[start Given records]

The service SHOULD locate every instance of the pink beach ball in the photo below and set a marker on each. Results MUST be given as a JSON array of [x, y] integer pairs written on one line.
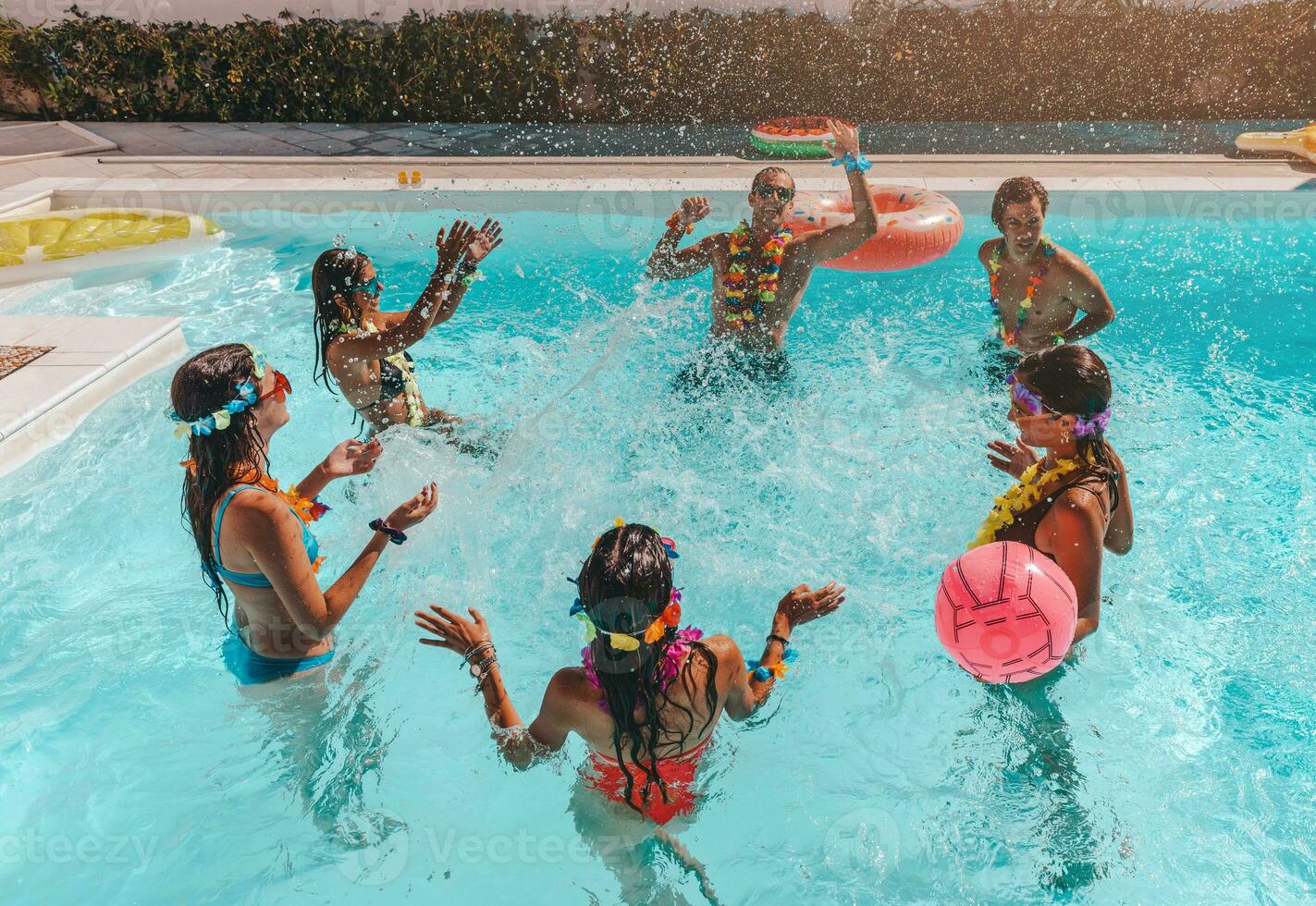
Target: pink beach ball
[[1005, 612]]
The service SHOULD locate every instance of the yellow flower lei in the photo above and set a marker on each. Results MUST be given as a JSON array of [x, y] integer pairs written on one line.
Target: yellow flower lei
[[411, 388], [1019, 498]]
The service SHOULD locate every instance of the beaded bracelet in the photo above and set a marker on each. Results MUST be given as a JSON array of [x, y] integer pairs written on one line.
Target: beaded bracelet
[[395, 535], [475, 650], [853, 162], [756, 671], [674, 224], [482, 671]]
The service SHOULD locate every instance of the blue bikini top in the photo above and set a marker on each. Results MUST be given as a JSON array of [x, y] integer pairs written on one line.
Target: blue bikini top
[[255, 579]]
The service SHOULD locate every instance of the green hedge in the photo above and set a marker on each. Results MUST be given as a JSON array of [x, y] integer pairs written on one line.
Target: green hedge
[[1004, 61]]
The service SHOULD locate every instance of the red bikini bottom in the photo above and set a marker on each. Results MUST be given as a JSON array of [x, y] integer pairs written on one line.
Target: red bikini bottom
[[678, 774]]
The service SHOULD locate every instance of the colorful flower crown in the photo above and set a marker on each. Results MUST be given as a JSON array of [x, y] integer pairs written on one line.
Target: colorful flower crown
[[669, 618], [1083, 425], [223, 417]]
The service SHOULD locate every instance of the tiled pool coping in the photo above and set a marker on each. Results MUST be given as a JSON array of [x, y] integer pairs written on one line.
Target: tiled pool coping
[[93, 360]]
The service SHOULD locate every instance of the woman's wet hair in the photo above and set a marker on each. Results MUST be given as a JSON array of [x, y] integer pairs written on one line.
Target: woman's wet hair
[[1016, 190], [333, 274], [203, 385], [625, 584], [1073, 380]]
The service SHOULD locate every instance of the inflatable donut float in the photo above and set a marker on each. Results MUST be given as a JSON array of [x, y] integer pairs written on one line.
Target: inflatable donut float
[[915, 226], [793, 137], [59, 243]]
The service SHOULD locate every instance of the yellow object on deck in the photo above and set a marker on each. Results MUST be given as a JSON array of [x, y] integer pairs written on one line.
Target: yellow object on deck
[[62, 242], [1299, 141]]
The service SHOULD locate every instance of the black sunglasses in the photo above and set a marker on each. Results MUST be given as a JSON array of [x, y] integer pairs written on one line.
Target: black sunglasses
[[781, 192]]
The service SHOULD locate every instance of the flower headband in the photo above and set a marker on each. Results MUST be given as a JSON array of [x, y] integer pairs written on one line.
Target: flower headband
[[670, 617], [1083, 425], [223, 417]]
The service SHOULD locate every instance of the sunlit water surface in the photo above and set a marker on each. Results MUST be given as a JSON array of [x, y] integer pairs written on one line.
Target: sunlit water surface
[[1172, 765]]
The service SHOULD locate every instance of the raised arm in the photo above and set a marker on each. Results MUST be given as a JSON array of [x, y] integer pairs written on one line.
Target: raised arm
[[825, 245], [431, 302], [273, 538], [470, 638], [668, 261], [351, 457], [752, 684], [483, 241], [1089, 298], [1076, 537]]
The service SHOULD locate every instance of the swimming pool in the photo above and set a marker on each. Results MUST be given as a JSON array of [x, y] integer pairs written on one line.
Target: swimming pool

[end Given records]

- _Aim_
Could you write out all the rows above again, swapping "service" for "annotator" everywhere it occurs and keeping everything else the same? Omit the pictures from your answer.

- _Problem solution_
The annotator SHOULD locate every instance of the pink beach ball in the photo below and set a marker on each. Results MUST be given as a JSON array of [x, y] integer pairs written on one line.
Target: pink beach ball
[[1005, 612]]
The annotator SHOULD locate every instance of the yellow flower lei in the photo above and set a marker on each. Results MUST be given as a JSON array of [x, y] integer pairs written on one line.
Target: yellow flower lei
[[411, 388], [1019, 498]]
The annotator SHOULD locate every instance of the beaded bracelet in the photo above and set a marker on each. Results MUST be given as a JSON array of [x, y] integer pairs written on one line.
Target: beaded bracelet
[[395, 535], [475, 650], [853, 162], [756, 671], [674, 224], [482, 671]]
The annotator SHOULD locate every instance of the blue bikini top in the photo above and set a marker on each. Results MUST be given as a JSON array of [x, y] integer pairs written on one line.
Target: blue bikini top
[[255, 579]]
The annotator SHOULD locate every instance of the green hedge in the photo above and set a marker on each. Results MUST be given as a JSON array of [x, y] integer pairs written on one line.
Target: green hedge
[[1004, 61]]
The annotator SHOULD locate every instance of the red bikini bottom in the photo above and set a marker on each. Results MUST be given as a JSON array of [x, y] integer pairs written on one line.
Target: red bikini bottom
[[678, 774]]
The annotator SHOULD locate every instance of the colorful flower crown in the photo above and set a marker on each. Results MUST be given as a JSON array of [x, y] integer pairs written on one line.
Target: colorful flower crown
[[669, 618], [1083, 425], [223, 417]]
The annotator SHOULD locate every instance of the tiled pool coping in the photo above and set a marker on each. Results MUST be given as a JSON array of [x, y] integer pairs written on one line.
Target: tiled pool coping
[[93, 360]]
The annotator SHOULD locate every instance of the woman's wet hair in the photo above and set a marker on each. Results MUST be given as a JSON array of [x, y] integer pairs written on one line.
Target: woman's wet hair
[[1016, 190], [333, 274], [203, 385], [625, 584], [1073, 380]]
The annotator SHOULD locate every instance of the inflatable donut float in the photo above and set a marker on each. Results MUST be given as a JSON array of [x, y] integer pairs written on one line.
Target: inflatable donut float
[[915, 226], [793, 137], [59, 243]]
The annotator SHOULD locate every instance of the yellow object on deck in the photo above and set a marker on each. Results MUST be given as a JSON array of [x, y] integer pairs written on one line.
Target: yellow object on deck
[[62, 242], [1299, 141]]
The annotator SHOULD locate every instance of the black sunglasses in the photo above and set a marker on each. Results MUST be given as a JSON array of [x, y] integer pairs written on one line.
Target: black sunglasses
[[781, 192]]
The annotator SHOULD locate every instance of the flower headband in the photo above and set a marker on each. Results MUST be given as a JSON array of [x, y] integer pairs written on one line.
Target: flower headband
[[670, 617], [1083, 425], [223, 417]]
The annotator SHOULD locate every instance of the sunlit water surface in the photo above and set a marker on each. Results MUST be given as a JSON array of [x, y] integer pairs written on one line.
Target: sunlit water surface
[[1172, 765]]
The annotator SHOULD locate every instance of the raised arm in the photo above and set a marker on each. Results MUST be given as a JSON array of [x, y] integer pairs written on one line.
Target: raised arm
[[825, 245], [431, 302], [273, 538], [470, 638], [668, 261], [351, 457], [752, 684], [483, 241], [1089, 298], [1076, 537]]
The annotator SHOULD locate every instance of the swimming pool in the photo above and set a marker on each. Results MUST be given as a JSON array of [x, y] integer pairs written on one line.
Target: swimming pool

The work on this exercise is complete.